> WORK TASK:
Below are records to be output exactly, every one of them.

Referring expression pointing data
--- START ---

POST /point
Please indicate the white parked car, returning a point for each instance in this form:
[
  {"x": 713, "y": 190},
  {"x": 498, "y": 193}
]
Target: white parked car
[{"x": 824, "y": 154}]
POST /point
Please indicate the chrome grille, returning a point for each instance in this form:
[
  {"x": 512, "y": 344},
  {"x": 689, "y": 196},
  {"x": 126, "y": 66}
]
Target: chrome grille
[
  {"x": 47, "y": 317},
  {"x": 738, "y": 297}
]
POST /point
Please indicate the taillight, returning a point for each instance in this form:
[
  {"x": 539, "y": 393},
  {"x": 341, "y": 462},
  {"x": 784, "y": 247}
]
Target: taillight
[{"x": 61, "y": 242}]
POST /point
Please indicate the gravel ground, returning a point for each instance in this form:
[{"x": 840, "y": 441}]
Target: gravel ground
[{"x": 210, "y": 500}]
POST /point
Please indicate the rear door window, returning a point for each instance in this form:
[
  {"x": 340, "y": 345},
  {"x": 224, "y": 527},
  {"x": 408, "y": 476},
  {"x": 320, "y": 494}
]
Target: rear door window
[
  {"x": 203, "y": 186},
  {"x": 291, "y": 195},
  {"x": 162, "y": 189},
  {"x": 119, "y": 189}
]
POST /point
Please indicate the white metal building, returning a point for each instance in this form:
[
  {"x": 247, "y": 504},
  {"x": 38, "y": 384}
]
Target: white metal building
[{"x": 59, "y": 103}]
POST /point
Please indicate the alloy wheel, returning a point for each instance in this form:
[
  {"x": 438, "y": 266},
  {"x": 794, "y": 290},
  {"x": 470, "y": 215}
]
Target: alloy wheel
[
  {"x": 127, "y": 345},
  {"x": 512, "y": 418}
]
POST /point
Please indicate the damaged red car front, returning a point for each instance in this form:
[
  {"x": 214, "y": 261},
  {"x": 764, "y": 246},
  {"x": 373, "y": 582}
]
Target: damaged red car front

--- END ---

> YOUR RESPONSE:
POST /point
Please indicate the white parked car, returning a point for each instance in this form:
[
  {"x": 713, "y": 190},
  {"x": 498, "y": 193}
]
Target: white parked car
[{"x": 824, "y": 154}]
POST /point
Please indicate the chrome grille, returning a point for each instance in this form:
[
  {"x": 512, "y": 344},
  {"x": 689, "y": 196},
  {"x": 126, "y": 66}
]
Target: chrome grille
[
  {"x": 47, "y": 317},
  {"x": 738, "y": 297}
]
POST /point
Please indicate the taillight, returning a point for each instance in this form:
[
  {"x": 539, "y": 393},
  {"x": 341, "y": 462},
  {"x": 784, "y": 247}
]
Target: taillight
[{"x": 61, "y": 242}]
POST /point
Please indicate the gravel ground, returning a point for each instance in this form:
[{"x": 840, "y": 441}]
Target: gravel ground
[{"x": 210, "y": 500}]
POST /point
Please indicate the rear door window, returning a point for each instance in this form:
[
  {"x": 340, "y": 345},
  {"x": 224, "y": 527},
  {"x": 408, "y": 476},
  {"x": 320, "y": 494}
]
Target: rear door window
[
  {"x": 203, "y": 186},
  {"x": 291, "y": 195},
  {"x": 162, "y": 189},
  {"x": 119, "y": 189}
]
POST /point
Please indicate the white metal building, returning a point for each instance in this form:
[
  {"x": 247, "y": 504},
  {"x": 38, "y": 384}
]
Target: white metal building
[{"x": 59, "y": 103}]
POST /point
Please indicate the alloy wheel, returning a point for each instance in this form:
[
  {"x": 438, "y": 266},
  {"x": 794, "y": 290},
  {"x": 470, "y": 215}
]
Target: alloy wheel
[
  {"x": 127, "y": 345},
  {"x": 512, "y": 418}
]
POST /point
Please indicate the damaged red car front, returning a point for each instance in this form:
[
  {"x": 214, "y": 261},
  {"x": 764, "y": 246},
  {"x": 373, "y": 582}
]
Target: damaged red car front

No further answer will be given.